====== Exercise inputs ======
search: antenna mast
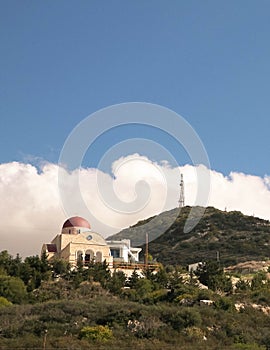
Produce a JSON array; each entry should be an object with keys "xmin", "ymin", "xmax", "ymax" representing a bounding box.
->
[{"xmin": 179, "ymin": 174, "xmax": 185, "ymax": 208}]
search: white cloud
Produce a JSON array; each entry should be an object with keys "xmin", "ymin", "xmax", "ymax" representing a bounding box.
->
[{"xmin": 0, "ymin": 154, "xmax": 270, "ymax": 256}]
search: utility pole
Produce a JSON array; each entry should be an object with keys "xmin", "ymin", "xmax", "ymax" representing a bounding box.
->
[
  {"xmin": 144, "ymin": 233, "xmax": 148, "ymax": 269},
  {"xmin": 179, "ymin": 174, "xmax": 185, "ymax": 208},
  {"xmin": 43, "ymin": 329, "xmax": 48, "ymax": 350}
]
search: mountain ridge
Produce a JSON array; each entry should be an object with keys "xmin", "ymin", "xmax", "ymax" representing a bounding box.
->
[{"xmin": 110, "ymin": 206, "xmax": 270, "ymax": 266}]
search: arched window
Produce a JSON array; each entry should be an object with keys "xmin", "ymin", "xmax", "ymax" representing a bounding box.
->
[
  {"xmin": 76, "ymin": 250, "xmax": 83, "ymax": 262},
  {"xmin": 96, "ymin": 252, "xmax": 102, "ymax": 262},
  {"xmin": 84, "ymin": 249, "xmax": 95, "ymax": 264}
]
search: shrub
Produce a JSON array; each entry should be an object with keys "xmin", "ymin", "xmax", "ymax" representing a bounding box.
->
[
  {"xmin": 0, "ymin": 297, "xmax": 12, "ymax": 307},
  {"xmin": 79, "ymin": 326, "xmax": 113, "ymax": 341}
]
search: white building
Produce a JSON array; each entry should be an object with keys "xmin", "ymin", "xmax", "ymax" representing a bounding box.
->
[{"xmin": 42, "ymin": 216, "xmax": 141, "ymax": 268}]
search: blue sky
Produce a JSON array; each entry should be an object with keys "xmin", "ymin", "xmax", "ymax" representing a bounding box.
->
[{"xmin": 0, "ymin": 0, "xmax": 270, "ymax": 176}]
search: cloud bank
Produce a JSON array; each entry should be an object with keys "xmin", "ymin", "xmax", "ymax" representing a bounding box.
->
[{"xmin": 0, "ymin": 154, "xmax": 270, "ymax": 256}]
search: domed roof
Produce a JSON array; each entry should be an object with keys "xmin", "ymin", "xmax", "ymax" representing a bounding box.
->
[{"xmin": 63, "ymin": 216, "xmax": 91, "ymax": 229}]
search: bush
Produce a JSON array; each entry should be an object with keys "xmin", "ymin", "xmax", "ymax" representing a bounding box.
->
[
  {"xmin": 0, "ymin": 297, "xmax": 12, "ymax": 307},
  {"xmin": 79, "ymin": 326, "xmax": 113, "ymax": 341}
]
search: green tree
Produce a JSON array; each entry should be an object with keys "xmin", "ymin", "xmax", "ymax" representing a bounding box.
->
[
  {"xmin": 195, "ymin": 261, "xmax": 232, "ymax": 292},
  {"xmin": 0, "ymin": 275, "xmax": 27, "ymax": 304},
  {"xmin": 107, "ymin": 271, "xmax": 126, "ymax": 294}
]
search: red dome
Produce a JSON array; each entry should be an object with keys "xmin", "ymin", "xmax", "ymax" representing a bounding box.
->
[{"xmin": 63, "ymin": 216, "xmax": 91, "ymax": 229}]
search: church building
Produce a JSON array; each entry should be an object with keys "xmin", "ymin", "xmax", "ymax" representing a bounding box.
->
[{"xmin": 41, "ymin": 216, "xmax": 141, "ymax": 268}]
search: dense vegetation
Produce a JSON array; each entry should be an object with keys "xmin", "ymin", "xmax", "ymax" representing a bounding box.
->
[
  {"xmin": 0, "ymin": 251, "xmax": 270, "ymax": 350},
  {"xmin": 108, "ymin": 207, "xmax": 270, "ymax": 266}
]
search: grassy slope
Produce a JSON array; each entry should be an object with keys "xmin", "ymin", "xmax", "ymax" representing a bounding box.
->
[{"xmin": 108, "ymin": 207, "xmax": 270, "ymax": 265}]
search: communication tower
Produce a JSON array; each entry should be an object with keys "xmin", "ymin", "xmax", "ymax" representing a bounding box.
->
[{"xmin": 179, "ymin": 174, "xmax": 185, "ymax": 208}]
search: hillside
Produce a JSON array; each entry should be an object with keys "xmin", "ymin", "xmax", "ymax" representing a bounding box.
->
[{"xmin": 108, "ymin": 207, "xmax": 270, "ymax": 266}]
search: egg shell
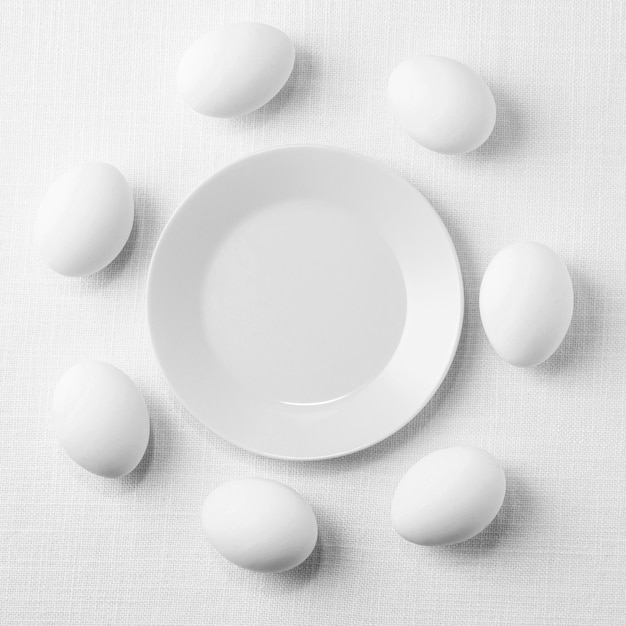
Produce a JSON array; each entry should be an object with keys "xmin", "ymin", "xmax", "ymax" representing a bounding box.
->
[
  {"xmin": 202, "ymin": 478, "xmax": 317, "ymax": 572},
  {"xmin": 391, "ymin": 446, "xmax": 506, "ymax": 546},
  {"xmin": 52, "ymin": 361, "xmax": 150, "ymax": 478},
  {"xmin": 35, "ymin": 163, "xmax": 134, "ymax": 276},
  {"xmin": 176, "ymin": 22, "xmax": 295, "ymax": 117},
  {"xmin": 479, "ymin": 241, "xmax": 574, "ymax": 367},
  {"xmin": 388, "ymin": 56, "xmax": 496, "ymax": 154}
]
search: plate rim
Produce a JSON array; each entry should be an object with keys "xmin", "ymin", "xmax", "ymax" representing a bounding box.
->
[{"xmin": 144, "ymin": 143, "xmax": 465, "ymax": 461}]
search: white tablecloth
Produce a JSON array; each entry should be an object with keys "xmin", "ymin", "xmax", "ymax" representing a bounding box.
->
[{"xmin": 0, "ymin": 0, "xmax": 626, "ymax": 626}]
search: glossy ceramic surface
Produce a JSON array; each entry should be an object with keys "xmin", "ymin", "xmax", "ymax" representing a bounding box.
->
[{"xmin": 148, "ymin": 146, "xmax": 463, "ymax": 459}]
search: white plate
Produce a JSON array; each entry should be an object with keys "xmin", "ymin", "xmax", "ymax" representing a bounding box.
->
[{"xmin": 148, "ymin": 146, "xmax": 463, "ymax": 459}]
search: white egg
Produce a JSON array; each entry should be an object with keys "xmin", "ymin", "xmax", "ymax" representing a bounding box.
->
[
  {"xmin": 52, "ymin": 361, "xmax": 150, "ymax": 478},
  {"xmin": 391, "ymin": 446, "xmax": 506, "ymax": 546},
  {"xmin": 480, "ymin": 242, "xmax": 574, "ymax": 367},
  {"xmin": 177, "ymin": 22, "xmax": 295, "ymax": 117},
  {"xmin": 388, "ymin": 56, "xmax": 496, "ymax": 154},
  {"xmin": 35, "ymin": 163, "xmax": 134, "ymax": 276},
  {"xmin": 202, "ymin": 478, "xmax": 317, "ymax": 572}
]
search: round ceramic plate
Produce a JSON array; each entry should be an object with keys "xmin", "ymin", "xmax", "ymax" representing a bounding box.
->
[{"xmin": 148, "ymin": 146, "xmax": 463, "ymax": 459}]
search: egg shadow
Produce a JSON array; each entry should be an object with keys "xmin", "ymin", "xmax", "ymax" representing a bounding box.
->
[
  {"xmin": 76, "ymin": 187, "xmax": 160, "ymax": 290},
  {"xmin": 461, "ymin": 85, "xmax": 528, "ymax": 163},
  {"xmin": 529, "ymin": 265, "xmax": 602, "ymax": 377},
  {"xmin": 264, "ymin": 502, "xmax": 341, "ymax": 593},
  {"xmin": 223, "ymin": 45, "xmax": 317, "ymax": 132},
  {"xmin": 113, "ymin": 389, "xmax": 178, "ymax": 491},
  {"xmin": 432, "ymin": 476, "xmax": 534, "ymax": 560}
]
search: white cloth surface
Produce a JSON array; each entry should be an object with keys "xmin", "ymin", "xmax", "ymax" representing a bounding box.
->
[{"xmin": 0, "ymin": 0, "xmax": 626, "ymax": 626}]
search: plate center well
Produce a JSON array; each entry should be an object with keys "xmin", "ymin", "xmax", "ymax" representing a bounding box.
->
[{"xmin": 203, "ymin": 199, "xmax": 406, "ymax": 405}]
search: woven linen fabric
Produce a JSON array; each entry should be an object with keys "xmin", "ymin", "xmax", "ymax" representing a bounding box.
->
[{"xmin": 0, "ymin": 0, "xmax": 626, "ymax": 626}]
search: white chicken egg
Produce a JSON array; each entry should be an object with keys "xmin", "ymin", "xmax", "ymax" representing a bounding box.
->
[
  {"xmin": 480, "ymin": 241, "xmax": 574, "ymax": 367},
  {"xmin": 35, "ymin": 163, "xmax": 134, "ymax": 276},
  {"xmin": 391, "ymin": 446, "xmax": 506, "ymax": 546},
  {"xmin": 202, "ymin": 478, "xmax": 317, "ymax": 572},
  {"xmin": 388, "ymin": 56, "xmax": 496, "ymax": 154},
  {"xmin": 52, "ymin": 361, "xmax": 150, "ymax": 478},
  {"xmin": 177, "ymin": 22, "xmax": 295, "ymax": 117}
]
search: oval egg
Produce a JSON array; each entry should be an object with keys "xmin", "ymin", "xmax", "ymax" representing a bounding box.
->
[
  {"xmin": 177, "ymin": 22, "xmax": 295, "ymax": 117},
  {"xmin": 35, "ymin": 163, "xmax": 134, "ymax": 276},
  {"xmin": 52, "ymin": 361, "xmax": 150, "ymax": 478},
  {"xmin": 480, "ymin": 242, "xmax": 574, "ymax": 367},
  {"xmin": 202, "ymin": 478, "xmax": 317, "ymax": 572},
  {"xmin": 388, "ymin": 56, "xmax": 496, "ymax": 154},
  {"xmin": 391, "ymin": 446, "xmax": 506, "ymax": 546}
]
======
====== Exercise inputs ======
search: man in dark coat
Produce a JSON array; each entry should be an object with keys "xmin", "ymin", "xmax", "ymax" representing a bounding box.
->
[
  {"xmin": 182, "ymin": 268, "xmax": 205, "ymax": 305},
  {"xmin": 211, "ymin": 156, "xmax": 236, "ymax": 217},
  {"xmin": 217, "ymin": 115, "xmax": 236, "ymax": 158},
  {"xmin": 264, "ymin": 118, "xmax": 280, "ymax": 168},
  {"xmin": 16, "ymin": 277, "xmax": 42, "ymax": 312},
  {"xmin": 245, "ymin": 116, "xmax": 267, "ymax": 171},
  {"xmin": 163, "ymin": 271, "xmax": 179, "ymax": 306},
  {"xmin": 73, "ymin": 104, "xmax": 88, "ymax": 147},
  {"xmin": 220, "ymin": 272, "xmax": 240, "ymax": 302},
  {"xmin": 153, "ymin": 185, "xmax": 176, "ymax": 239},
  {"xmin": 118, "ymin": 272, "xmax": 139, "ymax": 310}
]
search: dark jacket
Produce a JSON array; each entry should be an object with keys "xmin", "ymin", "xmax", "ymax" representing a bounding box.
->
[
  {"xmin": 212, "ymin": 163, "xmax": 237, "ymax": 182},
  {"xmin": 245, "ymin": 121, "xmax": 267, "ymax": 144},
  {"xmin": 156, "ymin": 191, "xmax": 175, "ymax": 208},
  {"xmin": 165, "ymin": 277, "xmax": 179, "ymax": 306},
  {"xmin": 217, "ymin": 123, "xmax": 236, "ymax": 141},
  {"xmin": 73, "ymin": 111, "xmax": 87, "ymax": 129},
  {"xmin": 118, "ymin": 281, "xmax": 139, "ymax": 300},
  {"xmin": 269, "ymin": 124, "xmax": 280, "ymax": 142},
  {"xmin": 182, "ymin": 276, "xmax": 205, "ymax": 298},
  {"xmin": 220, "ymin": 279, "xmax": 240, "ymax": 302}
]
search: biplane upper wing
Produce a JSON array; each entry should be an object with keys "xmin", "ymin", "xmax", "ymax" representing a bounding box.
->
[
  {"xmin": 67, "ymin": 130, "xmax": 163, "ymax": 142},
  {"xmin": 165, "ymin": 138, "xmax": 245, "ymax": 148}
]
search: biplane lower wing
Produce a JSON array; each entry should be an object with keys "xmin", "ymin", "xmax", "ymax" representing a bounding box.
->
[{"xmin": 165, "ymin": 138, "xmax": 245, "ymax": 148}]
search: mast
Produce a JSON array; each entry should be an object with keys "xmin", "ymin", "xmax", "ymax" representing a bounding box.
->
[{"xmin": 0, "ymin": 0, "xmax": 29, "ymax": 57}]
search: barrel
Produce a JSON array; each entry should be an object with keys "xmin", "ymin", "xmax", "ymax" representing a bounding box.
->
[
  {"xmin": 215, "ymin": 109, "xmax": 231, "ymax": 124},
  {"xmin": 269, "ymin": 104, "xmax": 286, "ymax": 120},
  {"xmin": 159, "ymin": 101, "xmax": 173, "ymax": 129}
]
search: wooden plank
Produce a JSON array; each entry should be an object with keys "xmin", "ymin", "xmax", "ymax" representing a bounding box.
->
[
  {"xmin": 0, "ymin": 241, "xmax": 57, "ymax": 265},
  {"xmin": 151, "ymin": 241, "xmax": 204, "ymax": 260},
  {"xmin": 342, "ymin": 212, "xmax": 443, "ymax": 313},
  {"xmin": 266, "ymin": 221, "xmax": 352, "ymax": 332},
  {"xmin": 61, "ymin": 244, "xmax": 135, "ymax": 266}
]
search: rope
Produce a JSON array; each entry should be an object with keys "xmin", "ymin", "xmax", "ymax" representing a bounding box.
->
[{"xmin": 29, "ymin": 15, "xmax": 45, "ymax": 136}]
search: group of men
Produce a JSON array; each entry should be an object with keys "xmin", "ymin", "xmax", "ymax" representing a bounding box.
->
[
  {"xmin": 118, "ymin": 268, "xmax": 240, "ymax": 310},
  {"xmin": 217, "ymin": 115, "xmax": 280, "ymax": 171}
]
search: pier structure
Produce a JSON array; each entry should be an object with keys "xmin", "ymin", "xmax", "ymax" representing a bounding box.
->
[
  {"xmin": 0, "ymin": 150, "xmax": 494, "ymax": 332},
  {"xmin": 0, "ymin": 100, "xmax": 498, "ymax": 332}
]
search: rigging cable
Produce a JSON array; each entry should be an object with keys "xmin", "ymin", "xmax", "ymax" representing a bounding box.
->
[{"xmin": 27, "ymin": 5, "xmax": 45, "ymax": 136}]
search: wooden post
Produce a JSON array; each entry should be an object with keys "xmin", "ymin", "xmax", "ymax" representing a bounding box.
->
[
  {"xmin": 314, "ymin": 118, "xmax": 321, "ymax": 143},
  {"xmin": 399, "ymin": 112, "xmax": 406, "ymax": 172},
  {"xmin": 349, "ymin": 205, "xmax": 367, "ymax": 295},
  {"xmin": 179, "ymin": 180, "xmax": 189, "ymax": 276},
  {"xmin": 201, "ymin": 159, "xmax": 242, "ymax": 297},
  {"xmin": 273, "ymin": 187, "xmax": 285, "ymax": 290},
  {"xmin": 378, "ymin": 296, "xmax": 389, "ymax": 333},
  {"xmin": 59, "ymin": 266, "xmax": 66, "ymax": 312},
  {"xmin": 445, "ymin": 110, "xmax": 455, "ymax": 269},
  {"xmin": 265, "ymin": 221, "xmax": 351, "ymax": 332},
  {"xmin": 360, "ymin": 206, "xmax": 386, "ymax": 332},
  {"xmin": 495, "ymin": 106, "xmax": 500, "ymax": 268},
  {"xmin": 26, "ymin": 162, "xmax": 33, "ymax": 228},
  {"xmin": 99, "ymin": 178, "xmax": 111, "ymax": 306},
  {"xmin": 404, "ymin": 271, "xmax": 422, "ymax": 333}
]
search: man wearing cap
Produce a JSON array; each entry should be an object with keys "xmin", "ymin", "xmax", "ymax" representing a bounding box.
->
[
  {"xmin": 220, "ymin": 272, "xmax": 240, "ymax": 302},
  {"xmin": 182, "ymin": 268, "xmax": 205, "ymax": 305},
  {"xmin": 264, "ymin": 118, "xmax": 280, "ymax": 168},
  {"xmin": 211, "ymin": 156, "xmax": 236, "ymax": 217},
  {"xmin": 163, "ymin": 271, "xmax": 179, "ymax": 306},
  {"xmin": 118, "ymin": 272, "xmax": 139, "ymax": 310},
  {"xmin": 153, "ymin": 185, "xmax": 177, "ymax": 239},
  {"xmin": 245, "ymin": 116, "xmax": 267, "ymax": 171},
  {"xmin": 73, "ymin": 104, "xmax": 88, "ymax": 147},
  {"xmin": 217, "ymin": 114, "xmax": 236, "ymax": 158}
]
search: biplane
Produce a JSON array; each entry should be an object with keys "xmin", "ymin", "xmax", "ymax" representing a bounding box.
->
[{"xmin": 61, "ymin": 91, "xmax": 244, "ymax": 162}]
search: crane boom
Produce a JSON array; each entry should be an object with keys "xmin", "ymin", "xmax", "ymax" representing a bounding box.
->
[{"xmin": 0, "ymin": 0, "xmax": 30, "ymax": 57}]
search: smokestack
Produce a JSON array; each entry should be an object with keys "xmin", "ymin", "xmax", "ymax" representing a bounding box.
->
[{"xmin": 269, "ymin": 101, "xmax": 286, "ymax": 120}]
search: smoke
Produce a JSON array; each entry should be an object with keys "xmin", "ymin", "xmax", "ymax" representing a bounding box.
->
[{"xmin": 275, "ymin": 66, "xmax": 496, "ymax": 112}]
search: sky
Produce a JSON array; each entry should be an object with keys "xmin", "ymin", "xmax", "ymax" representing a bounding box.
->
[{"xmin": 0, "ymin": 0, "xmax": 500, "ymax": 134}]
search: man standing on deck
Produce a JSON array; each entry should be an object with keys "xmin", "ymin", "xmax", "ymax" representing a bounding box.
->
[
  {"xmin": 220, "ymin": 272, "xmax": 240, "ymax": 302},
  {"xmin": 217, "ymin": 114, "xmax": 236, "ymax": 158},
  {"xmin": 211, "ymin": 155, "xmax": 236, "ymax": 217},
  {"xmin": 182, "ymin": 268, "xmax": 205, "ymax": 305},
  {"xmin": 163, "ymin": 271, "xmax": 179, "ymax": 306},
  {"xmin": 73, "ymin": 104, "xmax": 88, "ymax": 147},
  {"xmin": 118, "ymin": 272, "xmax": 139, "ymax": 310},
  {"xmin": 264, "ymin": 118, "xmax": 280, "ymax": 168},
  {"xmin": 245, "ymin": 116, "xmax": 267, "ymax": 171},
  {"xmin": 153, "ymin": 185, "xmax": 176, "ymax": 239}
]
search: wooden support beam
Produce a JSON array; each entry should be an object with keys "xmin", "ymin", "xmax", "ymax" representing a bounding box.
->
======
• Short task: Return every line of the records that contains the string "building".

• The answer:
search: white building
search: church building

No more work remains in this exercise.